(Saved entries)

*** Begin section ***

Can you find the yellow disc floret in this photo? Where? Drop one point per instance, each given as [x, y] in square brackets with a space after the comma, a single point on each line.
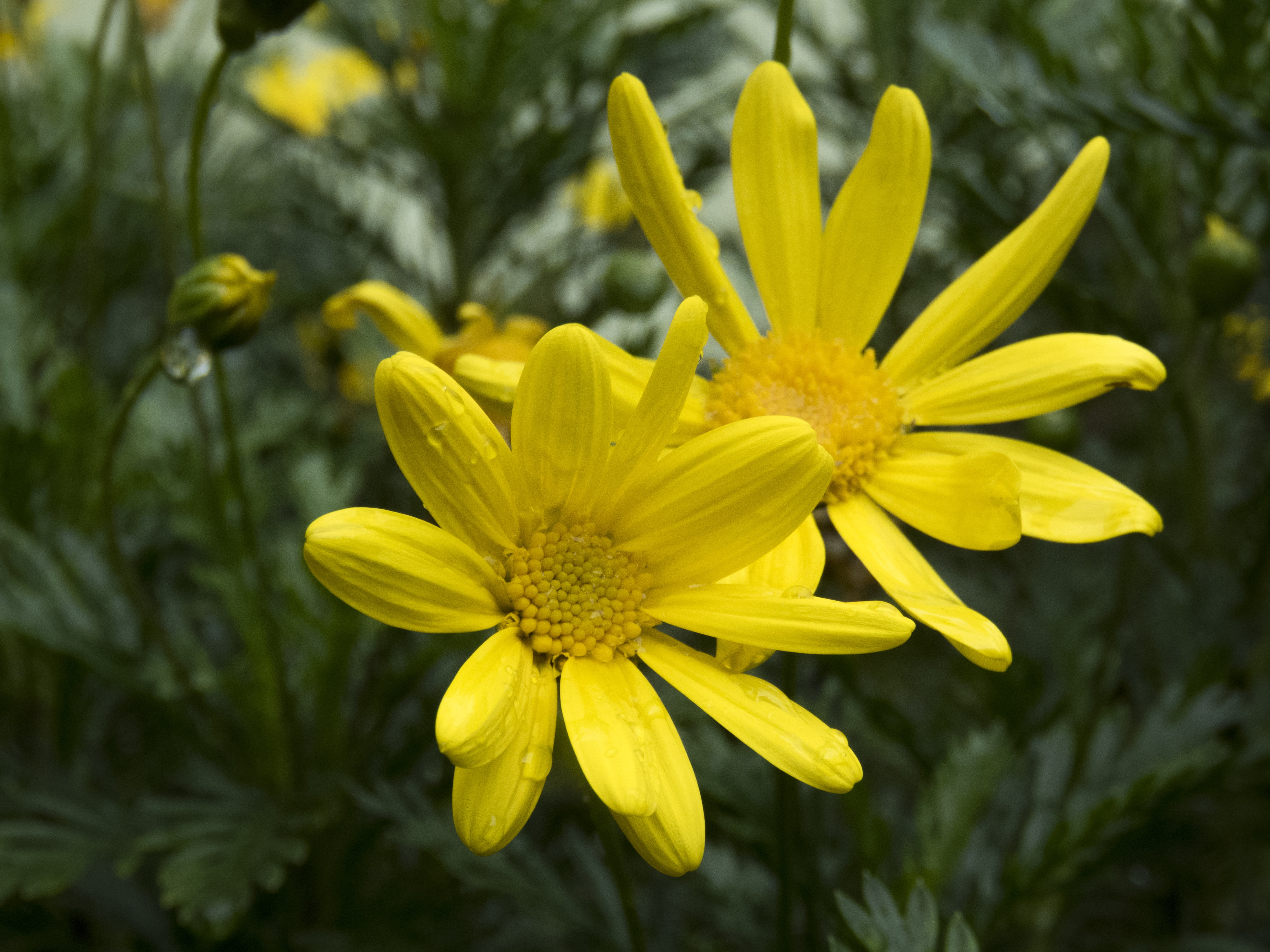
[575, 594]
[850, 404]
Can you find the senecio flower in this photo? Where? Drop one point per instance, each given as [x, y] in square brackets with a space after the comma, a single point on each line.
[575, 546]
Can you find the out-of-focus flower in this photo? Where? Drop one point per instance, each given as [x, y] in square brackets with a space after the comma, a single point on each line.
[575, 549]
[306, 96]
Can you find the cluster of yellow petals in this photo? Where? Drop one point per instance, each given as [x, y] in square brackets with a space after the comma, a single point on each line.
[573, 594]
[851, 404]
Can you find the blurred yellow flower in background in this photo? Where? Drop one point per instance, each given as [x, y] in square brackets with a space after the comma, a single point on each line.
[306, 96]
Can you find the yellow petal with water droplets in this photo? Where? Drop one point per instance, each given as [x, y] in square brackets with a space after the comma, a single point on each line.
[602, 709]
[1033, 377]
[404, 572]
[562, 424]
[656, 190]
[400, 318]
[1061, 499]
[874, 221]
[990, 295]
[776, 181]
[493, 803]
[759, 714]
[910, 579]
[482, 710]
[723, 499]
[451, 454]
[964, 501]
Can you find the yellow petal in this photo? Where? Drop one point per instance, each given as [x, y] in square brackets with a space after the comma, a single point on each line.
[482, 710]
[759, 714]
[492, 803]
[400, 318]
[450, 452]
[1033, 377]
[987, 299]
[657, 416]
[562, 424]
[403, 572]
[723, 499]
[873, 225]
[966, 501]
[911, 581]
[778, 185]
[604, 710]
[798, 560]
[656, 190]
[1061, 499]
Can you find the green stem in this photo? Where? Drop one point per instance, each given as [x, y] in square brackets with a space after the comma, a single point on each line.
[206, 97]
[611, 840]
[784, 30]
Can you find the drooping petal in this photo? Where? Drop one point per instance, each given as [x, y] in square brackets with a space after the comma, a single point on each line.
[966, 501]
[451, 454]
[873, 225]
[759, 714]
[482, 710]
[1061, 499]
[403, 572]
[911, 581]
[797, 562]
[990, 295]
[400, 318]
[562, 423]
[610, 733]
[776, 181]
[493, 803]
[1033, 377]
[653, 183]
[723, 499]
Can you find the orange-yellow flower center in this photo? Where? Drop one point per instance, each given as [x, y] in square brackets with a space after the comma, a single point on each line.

*** End section ***

• [TASK BRIEF] Reproduce the data above exactly, leaving out any picture in it.

• [TASK RESPONSE]
Can you find the yellow disc floret in this photo? Where? Drop one point per instance, each given as [x, y] in square brackets with a space after the comma, a single point on each line.
[575, 594]
[850, 404]
Can you find the senecio flower in this photo? Where? Drop one point per instance, each given as [x, y] in square brackets with a space after the comma, a single point on each line.
[575, 546]
Can you find the out-of-focus flower in this photo? Where? Drop one point per instance, each given as [x, y] in square brackets with a space after the comma, a single point on each line.
[575, 549]
[306, 96]
Can you find the cluster of yellow petals in this photo? Where? Drop one point per instance, each given as [x, y] in square brackets with a space after the comma, a single point on each line.
[573, 594]
[851, 404]
Can you find the blurred yellow flower in background in this photo? Where? Drop one point per instance, each given as [x, y] in square brackets with a space after the comma, a single point on each line.
[306, 96]
Can you find the yellow petal with water droplets in this photo? Where? Drop one point per instance, each given as [x, y] in square brackets with a space after the comma, a single point on each line.
[602, 709]
[1033, 377]
[404, 572]
[562, 424]
[656, 190]
[400, 318]
[1061, 499]
[874, 221]
[990, 295]
[776, 181]
[493, 803]
[759, 714]
[910, 579]
[482, 710]
[723, 499]
[451, 454]
[964, 501]
Can you find the yellow petal in this photo? Where? Drop one point per instance, each given as [x, y] in square brackets with a space after the comma, a single point on each line.
[482, 710]
[759, 714]
[492, 803]
[400, 318]
[450, 452]
[1033, 377]
[987, 299]
[657, 416]
[562, 424]
[403, 572]
[723, 499]
[873, 225]
[966, 501]
[911, 581]
[778, 185]
[604, 710]
[798, 560]
[656, 190]
[1061, 499]
Can you find the green stem in this photo? Where? Drop one point per instance, each given as [x, y] in square brackets with a space after the comma, a single point on each line.
[206, 97]
[611, 840]
[784, 30]
Can you find the drooping petal in this photo? Where? Drop one point per instance, each given as [x, y] in square brackets with a space after the comma, a single point on each line.
[966, 501]
[451, 454]
[873, 225]
[759, 714]
[482, 710]
[1061, 499]
[403, 572]
[911, 581]
[797, 562]
[990, 295]
[400, 318]
[562, 423]
[610, 733]
[776, 181]
[493, 803]
[1033, 377]
[653, 183]
[723, 499]
Can you find the orange-yellow flower center in this photo? Where? Drop one point per instance, each given as [x, y] in square brackets with a space after the comma, a single point on each line.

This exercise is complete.